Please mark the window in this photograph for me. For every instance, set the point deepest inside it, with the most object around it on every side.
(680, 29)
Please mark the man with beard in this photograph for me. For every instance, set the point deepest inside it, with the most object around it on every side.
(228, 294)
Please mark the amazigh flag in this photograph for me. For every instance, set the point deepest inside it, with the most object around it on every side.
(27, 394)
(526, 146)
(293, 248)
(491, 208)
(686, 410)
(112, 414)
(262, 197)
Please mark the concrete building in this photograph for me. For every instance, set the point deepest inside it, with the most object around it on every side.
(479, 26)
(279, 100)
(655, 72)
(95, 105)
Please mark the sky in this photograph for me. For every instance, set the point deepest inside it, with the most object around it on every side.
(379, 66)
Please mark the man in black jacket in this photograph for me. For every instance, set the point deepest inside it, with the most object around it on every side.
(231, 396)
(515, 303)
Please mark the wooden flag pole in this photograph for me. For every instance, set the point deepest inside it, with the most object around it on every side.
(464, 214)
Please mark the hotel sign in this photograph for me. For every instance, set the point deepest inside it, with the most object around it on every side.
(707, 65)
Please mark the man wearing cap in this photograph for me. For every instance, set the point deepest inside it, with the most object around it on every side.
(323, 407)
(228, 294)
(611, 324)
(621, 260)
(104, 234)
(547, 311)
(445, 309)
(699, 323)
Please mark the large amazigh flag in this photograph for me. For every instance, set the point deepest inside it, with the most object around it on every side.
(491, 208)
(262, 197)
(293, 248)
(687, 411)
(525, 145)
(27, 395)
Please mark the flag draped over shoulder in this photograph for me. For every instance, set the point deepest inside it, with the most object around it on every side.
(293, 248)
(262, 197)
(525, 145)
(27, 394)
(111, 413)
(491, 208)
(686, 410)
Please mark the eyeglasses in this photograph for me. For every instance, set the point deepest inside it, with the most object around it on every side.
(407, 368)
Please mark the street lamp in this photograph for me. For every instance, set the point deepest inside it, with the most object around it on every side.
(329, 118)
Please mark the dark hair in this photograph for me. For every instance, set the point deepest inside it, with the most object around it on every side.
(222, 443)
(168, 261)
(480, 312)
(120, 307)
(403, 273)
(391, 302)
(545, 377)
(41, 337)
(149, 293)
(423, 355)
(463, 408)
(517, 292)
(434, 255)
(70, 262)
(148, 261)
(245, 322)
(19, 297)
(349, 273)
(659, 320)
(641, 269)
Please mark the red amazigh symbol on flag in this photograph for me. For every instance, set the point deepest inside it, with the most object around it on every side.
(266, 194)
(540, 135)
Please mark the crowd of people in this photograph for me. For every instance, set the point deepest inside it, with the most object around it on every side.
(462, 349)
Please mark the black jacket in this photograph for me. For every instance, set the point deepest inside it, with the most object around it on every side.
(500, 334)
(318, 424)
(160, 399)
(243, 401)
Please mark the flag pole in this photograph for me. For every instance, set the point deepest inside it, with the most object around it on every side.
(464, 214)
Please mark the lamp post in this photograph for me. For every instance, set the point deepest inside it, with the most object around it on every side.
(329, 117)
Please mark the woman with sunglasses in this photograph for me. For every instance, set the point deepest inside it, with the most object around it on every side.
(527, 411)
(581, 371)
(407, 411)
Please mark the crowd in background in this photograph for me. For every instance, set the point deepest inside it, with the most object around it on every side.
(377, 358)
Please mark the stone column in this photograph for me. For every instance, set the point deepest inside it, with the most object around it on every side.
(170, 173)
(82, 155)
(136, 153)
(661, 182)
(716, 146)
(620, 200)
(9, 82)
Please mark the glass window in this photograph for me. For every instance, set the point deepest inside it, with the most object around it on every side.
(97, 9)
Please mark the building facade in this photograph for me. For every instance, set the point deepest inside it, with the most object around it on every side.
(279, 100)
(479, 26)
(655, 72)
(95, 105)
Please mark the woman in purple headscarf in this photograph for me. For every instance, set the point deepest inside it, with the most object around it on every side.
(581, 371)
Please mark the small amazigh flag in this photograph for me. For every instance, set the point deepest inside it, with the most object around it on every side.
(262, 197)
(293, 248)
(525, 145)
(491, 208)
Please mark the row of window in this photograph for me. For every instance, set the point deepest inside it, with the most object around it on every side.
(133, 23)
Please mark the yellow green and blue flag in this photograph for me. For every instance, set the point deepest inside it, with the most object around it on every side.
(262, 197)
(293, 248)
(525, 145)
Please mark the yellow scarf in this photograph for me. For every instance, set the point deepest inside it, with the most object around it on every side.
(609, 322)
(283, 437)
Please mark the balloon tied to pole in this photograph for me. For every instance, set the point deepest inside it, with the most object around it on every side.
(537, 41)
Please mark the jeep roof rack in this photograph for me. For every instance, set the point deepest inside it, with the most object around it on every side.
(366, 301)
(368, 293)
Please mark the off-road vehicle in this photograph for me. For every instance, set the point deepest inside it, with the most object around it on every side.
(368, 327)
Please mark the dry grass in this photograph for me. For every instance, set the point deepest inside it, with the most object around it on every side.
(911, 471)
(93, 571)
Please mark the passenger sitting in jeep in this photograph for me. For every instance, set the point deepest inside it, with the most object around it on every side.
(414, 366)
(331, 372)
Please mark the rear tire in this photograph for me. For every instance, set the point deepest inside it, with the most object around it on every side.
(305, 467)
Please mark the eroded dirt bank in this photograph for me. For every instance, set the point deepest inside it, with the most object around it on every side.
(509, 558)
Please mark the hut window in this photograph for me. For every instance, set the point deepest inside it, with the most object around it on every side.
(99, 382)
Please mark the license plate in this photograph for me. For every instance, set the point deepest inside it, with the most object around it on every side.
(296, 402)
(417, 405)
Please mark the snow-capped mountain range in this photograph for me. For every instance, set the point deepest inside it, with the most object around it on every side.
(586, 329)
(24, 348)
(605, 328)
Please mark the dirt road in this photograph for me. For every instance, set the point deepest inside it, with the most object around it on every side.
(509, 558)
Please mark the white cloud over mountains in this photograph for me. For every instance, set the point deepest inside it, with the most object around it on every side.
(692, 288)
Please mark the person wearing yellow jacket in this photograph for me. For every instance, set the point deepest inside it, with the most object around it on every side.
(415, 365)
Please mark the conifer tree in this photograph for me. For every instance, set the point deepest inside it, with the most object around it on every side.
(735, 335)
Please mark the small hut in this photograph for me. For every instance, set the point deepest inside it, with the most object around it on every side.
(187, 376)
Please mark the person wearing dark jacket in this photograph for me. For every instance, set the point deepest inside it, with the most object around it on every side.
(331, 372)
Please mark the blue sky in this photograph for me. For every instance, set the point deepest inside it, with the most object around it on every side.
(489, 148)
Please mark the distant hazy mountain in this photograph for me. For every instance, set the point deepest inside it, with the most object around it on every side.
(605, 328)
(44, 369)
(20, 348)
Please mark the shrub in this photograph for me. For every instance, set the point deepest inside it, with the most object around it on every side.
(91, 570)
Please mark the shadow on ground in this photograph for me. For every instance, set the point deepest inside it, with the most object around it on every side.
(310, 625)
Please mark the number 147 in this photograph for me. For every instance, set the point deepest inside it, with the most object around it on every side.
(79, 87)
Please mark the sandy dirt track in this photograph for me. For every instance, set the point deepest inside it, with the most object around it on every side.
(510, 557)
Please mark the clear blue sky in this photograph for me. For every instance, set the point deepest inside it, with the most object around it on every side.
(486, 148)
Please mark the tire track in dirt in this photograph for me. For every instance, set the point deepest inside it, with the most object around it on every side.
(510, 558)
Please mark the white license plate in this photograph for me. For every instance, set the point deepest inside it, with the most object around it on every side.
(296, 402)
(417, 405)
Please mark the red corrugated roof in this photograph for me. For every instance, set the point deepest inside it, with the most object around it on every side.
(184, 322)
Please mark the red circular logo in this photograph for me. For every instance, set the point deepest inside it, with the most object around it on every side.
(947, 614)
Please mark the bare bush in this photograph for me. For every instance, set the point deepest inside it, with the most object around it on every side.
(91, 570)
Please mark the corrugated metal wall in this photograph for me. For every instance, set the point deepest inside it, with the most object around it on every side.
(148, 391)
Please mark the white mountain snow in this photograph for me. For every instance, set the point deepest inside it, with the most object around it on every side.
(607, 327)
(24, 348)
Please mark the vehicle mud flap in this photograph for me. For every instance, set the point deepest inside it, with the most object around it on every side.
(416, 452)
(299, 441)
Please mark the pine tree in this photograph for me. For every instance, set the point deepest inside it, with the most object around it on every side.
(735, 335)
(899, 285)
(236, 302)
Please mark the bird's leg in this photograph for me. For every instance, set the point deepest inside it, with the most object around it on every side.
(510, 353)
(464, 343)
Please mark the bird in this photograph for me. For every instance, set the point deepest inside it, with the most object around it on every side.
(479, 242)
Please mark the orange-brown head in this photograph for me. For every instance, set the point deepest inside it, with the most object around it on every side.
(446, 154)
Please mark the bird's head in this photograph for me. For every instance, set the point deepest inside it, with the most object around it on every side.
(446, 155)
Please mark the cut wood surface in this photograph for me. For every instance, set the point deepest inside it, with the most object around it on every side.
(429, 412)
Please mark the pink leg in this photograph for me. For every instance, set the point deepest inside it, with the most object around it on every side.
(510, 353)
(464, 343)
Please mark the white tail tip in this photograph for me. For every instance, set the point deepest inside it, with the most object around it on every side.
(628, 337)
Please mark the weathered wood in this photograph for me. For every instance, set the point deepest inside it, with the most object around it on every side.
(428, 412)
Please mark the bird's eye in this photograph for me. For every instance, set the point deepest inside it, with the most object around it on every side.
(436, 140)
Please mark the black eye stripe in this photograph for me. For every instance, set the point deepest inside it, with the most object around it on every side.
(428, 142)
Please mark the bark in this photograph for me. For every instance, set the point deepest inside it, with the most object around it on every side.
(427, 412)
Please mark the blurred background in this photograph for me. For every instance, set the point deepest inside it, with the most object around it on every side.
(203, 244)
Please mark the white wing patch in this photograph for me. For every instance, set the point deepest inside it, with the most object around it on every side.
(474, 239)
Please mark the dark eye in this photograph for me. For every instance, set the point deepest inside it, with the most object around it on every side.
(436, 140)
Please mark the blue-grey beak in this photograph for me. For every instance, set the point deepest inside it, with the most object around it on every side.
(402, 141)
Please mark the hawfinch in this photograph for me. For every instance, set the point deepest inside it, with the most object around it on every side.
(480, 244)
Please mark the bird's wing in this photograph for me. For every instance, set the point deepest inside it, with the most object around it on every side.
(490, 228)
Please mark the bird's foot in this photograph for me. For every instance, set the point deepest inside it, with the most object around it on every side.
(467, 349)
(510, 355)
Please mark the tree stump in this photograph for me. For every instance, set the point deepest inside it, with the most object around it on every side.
____
◆ Requirements
Transcribe, word for word, every line from the one containing "Please mark the blurred" through the final line of the entries, and nothing else.

◆ Answer below
Please mark the blurred background in this photograph for me. For every instance, set the point deepest inside it, with the most object around it on every side.
(203, 244)
Please mark the white wing patch in this photograph for me. For every instance, set the point deepest inside it, with the most object around it on every side.
(474, 239)
Please mark the dark eye in this photograph for me. For every instance, set the point deepest inside it, with the most object around it on every side.
(436, 140)
Please mark the blue-grey beak in this photograph for me. For every instance, set the point deepest inside it, with the most object around it on every side.
(402, 141)
Please mark the hawfinch in this photograph for me. For every instance, set the point deepest inside it, with the most object around it on every side.
(480, 244)
Please mark the bird's wing in this photograph for me. For every instance, set the point deepest inside it, with the most object around it on every side.
(490, 228)
Please mark the bird's foot in this photograph for me. For every instance, set the point deepest inside it, with the most object around it on every side.
(467, 349)
(510, 355)
Please mark the tree stump in this photograph for me. For every instance, set the point deepest inside it, with the most object around it on every side.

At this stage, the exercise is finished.